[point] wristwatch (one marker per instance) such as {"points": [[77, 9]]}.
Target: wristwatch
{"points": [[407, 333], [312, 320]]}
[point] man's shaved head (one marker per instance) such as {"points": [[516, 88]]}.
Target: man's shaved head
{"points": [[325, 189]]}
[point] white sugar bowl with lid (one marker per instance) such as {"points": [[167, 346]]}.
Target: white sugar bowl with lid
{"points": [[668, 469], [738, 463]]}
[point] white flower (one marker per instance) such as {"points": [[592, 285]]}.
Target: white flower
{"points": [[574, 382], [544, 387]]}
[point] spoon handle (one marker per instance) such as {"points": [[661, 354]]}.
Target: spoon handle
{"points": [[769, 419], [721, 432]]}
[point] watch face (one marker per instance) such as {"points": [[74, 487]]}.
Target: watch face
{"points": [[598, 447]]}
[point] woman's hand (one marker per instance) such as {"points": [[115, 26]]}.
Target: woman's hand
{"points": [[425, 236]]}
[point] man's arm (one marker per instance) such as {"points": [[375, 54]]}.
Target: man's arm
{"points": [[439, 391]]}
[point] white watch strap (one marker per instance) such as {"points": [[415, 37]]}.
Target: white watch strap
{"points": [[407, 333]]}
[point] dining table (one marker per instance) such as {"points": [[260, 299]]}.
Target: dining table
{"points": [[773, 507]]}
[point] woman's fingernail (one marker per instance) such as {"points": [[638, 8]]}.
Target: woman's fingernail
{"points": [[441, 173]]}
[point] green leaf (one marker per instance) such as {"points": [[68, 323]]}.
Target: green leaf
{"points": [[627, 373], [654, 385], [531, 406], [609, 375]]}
※
Work instructions:
Every entry must be output again, exactly as written above.

Output for this exercise:
[point] wristwatch (one marker per instance) such as {"points": [[77, 9]]}.
Target: wristwatch
{"points": [[407, 333], [312, 320]]}
[point] man's shaved head (one marker per instance) such as {"points": [[516, 88]]}.
Target: man's shaved head
{"points": [[325, 189]]}
[point] white sugar bowl with lid (one marker per instance) such as {"points": [[167, 346]]}.
Target: white sugar bowl with lid
{"points": [[668, 469], [738, 463]]}
[point] white flower (one marker per instance) such as {"points": [[592, 285]]}.
Target: white flower
{"points": [[574, 382], [544, 387]]}
[point] spoon handle (one marker per instance) such as {"points": [[661, 354]]}.
Target: spoon handle
{"points": [[769, 419], [721, 432]]}
[point] watch face (one marker per instance) such as {"points": [[74, 487]]}.
Target: watch face
{"points": [[598, 447]]}
[point] woman's hand (one marker per instance) such as {"points": [[115, 26]]}.
Target: woman's hand
{"points": [[425, 236]]}
[point] man's arm (one marker per instance) such as {"points": [[375, 54]]}.
Target: man's arm
{"points": [[439, 391]]}
[point] white watch strap (one marker per instance) such as {"points": [[415, 37]]}.
Target: white watch strap
{"points": [[407, 333]]}
[point] dining table (one marker per instance) such as {"points": [[260, 299]]}.
Target: dining table
{"points": [[773, 507]]}
[point] woman's fingernail (one marker per instance) such as {"points": [[638, 8]]}.
Target: woman's fingernail
{"points": [[441, 173]]}
[point] green leaf (one marker per instance) such as {"points": [[68, 323]]}.
Target: green leaf
{"points": [[627, 373], [654, 385], [531, 406], [609, 375]]}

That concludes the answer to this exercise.